**Exercise**:
Copy out every line of the material below that contains the word "ship".

**Input rows**:
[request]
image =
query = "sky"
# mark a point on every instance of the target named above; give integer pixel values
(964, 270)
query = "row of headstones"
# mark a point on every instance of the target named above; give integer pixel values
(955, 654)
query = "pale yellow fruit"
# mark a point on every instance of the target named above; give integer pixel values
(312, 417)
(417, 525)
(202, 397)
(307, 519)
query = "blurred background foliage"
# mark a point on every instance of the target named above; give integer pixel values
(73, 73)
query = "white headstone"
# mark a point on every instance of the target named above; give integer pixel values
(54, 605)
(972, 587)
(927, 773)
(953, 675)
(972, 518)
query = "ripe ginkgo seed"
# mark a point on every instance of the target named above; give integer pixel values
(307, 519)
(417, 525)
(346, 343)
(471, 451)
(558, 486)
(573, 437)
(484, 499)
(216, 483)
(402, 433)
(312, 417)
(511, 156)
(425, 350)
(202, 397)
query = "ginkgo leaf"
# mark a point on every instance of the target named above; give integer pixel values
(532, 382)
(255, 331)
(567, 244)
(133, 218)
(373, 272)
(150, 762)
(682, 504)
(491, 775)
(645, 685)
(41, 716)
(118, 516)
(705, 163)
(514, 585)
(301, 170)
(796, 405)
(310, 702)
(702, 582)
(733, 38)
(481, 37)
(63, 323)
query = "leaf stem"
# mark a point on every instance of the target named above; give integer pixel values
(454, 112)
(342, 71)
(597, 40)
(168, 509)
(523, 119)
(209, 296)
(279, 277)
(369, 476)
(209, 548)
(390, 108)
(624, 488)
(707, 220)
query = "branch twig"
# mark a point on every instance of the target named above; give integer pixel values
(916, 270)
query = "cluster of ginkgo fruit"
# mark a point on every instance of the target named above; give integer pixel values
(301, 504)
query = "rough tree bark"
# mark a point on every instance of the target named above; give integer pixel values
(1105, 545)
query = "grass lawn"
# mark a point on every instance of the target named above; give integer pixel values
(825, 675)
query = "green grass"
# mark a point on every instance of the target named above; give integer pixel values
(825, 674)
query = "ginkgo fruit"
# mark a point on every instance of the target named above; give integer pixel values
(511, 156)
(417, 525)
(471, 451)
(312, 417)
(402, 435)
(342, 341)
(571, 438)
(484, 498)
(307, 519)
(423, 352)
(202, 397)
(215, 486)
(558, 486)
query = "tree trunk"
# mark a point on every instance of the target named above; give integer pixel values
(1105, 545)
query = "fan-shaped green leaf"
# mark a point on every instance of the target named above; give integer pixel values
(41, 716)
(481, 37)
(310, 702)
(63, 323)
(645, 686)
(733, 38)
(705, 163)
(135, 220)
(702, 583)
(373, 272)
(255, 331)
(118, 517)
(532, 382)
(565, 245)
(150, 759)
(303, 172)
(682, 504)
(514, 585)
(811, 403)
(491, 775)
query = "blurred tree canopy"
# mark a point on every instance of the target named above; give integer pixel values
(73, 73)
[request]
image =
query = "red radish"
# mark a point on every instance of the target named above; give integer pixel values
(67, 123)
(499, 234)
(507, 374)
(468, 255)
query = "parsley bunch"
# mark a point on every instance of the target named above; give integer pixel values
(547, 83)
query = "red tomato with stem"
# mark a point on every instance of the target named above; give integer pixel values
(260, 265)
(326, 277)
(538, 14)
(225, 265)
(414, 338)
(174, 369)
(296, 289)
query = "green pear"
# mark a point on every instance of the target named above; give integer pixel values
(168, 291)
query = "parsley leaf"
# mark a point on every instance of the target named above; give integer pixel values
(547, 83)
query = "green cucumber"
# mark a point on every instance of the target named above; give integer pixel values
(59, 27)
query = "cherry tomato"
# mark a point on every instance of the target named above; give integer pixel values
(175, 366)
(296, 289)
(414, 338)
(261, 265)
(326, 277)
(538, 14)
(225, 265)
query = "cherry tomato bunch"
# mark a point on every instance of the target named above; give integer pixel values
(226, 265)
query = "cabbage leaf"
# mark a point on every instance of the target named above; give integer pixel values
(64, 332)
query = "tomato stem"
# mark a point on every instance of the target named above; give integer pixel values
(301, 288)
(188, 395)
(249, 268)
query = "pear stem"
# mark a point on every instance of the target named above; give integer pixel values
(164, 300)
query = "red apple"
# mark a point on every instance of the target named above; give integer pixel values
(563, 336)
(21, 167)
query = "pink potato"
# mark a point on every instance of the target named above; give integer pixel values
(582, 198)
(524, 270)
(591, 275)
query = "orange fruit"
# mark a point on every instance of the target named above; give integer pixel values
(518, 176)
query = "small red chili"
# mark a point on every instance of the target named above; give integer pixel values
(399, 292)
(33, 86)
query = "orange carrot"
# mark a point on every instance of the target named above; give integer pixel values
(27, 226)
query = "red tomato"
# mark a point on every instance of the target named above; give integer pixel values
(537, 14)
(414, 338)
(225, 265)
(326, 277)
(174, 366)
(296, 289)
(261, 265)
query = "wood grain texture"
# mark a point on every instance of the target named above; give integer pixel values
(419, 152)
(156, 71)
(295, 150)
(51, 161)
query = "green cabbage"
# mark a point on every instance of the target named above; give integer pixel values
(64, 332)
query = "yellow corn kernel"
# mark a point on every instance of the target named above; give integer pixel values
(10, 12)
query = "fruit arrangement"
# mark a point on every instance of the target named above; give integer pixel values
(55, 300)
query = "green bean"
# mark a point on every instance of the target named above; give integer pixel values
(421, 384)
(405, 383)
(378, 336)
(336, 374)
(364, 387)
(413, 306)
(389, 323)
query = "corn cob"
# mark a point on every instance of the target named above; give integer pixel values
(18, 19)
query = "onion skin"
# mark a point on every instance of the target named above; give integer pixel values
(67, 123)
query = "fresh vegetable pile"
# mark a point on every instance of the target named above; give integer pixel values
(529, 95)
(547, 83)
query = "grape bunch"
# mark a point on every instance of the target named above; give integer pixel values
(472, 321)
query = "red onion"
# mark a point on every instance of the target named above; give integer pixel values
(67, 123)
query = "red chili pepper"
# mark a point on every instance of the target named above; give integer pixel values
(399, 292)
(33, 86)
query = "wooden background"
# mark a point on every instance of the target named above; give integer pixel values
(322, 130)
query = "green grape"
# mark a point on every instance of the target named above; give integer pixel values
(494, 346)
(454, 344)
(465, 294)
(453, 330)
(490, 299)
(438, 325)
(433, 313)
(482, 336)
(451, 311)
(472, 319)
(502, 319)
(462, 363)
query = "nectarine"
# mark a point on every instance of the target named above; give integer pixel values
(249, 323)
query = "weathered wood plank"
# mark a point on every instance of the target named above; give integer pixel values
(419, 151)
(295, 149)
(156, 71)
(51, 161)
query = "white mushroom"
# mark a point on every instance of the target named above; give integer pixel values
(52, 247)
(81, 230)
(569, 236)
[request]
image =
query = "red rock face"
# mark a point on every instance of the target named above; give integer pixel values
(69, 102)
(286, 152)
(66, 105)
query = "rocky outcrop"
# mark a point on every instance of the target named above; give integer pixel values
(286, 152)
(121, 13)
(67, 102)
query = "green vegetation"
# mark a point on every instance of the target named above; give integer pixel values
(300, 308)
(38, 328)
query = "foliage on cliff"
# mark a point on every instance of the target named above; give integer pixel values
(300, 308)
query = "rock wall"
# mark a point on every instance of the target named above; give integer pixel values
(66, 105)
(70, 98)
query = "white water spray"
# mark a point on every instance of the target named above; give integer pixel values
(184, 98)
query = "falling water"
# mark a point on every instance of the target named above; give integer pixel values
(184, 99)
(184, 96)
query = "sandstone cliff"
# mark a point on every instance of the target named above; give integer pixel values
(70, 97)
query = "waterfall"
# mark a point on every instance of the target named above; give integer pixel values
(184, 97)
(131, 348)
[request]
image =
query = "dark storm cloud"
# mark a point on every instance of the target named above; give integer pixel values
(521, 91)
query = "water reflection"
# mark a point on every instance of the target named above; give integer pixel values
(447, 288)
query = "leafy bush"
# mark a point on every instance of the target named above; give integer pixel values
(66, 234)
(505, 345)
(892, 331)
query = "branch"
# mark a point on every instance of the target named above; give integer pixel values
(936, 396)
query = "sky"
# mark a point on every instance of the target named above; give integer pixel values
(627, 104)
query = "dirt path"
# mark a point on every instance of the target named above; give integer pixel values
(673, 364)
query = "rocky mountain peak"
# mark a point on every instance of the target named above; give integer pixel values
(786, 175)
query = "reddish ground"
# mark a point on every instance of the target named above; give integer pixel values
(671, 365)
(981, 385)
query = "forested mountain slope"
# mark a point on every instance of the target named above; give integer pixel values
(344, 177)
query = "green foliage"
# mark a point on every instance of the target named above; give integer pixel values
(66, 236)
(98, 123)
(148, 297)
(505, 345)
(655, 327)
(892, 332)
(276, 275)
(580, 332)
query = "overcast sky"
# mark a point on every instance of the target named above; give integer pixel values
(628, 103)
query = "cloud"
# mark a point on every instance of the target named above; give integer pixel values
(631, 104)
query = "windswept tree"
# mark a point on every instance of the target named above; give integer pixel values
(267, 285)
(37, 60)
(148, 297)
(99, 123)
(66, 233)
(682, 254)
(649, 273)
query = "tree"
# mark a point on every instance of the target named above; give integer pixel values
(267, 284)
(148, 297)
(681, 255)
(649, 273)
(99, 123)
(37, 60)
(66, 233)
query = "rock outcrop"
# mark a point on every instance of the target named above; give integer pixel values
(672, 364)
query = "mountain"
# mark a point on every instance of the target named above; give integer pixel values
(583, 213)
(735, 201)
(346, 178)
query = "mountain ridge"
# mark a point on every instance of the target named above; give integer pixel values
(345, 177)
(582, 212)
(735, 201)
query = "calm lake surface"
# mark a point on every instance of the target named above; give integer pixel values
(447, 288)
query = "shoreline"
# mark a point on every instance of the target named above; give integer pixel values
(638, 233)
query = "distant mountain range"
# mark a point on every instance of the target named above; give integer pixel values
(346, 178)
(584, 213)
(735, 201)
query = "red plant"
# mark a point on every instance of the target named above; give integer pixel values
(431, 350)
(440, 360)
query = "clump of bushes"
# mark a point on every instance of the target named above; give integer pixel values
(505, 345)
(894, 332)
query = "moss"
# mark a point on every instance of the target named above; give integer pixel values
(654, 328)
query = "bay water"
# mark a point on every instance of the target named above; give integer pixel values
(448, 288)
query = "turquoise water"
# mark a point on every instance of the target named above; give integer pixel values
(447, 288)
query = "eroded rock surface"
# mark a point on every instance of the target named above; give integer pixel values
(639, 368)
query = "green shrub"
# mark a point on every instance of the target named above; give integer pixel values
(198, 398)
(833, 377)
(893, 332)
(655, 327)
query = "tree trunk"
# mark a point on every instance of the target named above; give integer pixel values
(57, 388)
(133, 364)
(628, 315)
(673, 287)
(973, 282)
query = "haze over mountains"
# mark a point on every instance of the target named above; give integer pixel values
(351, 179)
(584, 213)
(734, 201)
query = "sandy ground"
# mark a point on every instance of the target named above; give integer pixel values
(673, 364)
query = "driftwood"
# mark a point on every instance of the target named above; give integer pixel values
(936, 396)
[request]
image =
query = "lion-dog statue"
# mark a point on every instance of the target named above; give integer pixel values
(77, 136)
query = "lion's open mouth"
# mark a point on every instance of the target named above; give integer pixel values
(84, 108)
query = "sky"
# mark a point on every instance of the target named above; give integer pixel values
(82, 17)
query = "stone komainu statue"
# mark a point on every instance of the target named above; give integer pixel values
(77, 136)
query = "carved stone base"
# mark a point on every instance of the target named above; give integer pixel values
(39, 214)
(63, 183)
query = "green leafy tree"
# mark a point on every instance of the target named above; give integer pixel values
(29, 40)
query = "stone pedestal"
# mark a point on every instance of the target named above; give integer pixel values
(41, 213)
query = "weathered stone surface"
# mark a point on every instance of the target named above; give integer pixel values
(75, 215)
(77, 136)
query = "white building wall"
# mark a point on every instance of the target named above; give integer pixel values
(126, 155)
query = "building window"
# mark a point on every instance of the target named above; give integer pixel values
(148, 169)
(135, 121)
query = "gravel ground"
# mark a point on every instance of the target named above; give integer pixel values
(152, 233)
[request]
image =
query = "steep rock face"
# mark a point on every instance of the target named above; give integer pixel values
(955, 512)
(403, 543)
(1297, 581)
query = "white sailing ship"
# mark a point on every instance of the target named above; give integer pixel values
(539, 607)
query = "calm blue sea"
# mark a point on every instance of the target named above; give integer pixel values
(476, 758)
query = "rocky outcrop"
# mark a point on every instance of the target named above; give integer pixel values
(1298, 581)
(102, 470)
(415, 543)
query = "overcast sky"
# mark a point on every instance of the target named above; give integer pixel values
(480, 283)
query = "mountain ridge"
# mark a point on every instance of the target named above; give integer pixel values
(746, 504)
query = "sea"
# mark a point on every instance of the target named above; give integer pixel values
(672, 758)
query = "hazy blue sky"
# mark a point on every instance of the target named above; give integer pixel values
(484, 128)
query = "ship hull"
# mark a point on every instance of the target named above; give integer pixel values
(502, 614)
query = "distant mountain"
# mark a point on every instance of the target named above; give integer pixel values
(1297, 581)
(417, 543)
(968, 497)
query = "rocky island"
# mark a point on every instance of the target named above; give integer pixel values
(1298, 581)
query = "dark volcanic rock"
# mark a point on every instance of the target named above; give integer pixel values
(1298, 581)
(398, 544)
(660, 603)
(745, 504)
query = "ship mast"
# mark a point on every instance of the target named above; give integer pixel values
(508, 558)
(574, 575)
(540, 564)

**Exercise output**:
query = "white sailing ship"
query = "ship hull"
query = "ship mast"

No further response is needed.